Le tue istruzioni »
Nell'articolo su Taranto e l'Ilva, trova tutte le basi navali descritte. Per ciascuna scrivi dove si trova o chi la usa, secondo il testo.

Documento di partenza »
------------
Nella diatriba che avvolge lo scontro tra ambientalisti No
Ilva e difensori del lavoro le grandi manovre continuano, i politici, servi
ormai inservibili, si affannano con magistrali salti a cambiare casacca, dopo essere stati scaricati e
delegittimati , spettacolo già visto con
i vari i cambi di guardia consumati dalle rivoluzioni oligarchiche.
Anche oggi a Taranto
c’è una rivoluzione, al centro l’Ilva e la
sua chiusura o ipotesi di bonifica per mettere in atto l'ultima ipocrisia dell'eco sostenibilità, per non spaventare troppo chi ancora demagogicamente fa
finta di essere dalla parte degli operai e della cittadinanza.
In queste ore
assistiamo a un fronte ambientalista
finalmente compatto che si schiera a
favore della magistratura e della chiusura dello stabilimento più discusso
d’Italia. Nota positiva se non ci fossero diverse ombre
e troppe coincidenze strane per non dubitare , sperando ovviamente di essere
in errore, ma, come disse il “vecchio” saggio, a pensar male si evita di
sbagliare o di illudersi, puntualizzerei.
Per prima cosa ci sarebbe da interrogarsi su a chi fa
comodo ora l’emergenza ambientale e perché solo l’Ilva è sotto attacco diretto
e non la Cementir
o il famigerato inceneritore di Massafra, ora addirittura ampliato, e perché
non mobilitarsi anche contro il rischio ambientale del più grande deposito sotterraneo di
rifornimento per tutte le basi per aeree dell’ Italia del Sud con una petroliera che va e viene nel mar Piccolo ?
Allontanando lo sguardo dai veleni
sputati dai camini dell’Ilva per soffermarci
sui mari di Taranto e sul suo immenso porto, osserviamo le grandi basi
navali , la prima è occupata dalla La Marina
Militare Italiana e dal deposito dell’aereonautica;
la seconda a comando italiano
si trova nel Mar Grande in zona Chiapparo iniziata
a metà degli anni Ottanta con un costo di 150 milioni di euro di cui un terzo proveniente da finanziamenti
Nato per questo dotata di alcune
infrastrutture Nato che verranno condivise con le unità militari di altre
nazioni facenti parte della coalizione
Infine ci sarebbe la terza base
collocata nel molo polisettoriale a ridosso del Molo Ovest , in uso dell’Ilva,
con una insenatura in comune , che potrebbe essere utilizzata dai sommergibili
nucleari se Taranto dovesse diventare il Quartier generale della Forza di
pronto intervento marittimo delle forze navali americane come si evince dal documento Usa,
“ottobre 2002, volume 11A, capitolo 9, allegato 1 (DoD Financial Management
Regulation, volume 11A, Chapter 9, Annex 1).
------------
(Voci per etichettare i contorni nelle immagini)
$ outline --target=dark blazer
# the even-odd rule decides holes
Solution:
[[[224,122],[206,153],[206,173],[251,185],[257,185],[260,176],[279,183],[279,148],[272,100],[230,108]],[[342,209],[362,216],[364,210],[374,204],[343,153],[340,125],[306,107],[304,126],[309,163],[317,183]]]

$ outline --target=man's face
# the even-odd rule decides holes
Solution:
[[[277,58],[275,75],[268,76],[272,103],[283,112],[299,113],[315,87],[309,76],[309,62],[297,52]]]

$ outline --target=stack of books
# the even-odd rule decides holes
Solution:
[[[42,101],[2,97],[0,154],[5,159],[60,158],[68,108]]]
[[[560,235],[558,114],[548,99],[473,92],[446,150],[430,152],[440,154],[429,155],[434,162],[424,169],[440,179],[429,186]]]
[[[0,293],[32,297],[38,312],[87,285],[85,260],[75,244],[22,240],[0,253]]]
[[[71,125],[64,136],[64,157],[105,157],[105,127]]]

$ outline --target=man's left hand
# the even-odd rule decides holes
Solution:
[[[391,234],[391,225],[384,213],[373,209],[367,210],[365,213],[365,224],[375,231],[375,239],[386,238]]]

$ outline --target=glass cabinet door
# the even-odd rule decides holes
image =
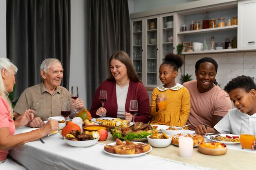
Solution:
[[[135,71],[142,80],[142,21],[132,22],[132,62]]]

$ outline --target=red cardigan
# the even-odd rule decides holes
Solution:
[[[107,101],[104,107],[107,110],[107,117],[117,118],[117,101],[116,90],[115,81],[106,80],[99,85],[96,90],[93,98],[92,105],[90,113],[93,118],[99,116],[95,113],[101,107],[99,97],[101,90],[107,90]],[[140,82],[130,81],[127,98],[125,104],[126,111],[129,113],[130,101],[131,100],[138,100],[138,113],[135,116],[135,122],[141,122],[147,123],[149,121],[149,97],[145,86]]]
------------
Compito svolto »
1. La prima base è occupata dalla Marina Militare Italiana e dal deposito dell'aeronautica.
2. La seconda base è a comando italiano e si trova nel Mar Grande, in zona Chiapparo.
3. La terza base è nel molo polisettoriale, a ridosso del Molo Ovest, che è in uso dell'Ilva.